Copy each of the records below word for word.

━━━━━━━━━━━━━━━━

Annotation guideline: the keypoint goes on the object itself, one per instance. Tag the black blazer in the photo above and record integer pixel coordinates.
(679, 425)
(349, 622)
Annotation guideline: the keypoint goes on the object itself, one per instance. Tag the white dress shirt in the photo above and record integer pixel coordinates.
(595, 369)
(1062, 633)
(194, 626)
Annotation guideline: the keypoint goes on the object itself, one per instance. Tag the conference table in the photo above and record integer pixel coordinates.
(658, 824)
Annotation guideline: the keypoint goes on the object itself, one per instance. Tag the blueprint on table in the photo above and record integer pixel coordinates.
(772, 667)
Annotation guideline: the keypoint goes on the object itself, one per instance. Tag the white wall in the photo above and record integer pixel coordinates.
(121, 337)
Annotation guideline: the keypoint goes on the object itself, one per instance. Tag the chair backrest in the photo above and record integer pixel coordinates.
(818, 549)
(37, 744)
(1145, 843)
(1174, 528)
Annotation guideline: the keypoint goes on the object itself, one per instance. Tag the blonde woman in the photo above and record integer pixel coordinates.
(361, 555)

━━━━━━━━━━━━━━━━

Solved problem:
Annotation guideline: the keypoint goes on the object itself, one per instance. Tag the black blazer in the photo above and record integer pixel coordinates.
(679, 425)
(349, 622)
Annotation guideline: the keypoint goes on the object itself, one per instance. Tag the white dress shirt in the photo above and record integer pixel coordinates.
(595, 369)
(1062, 633)
(194, 626)
Annotation guideline: the keypoint goes on the object itself, one per instance. Tag the conference table in the photo above and record integer pixel coordinates.
(658, 824)
Annotation guideline: the keypoint goes on the object itself, one per instance. Tag the blueprint on table in the photo above and record integer pixel coordinates.
(772, 667)
Annotation guideline: the keypoint goes on the object itself, one per instance. Tag the white wall in the photo above and record integer pixel coordinates.
(121, 337)
Annotation guideline: the keypoint goes on the object itself, one per instance. Tag the chair backrest in the photo above and record integer pixel coordinates.
(818, 549)
(37, 744)
(1145, 843)
(1174, 528)
Annotation guideline: the keypoint goes on the object itself, one per instance. Tag the blonde woman in the photo above and record integer pixel coordinates.
(361, 555)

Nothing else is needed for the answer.